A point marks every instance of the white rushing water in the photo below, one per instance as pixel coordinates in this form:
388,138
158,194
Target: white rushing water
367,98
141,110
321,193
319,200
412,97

++++++++++

▸ What is being asked:
Give back every entry exactly.

▸ Exercise result:
A point marks every instance of the white rushing water in the photo below, one per instance as pixel coordinates in this form:
388,138
158,194
Target: white rushing water
367,98
141,110
321,193
319,200
412,97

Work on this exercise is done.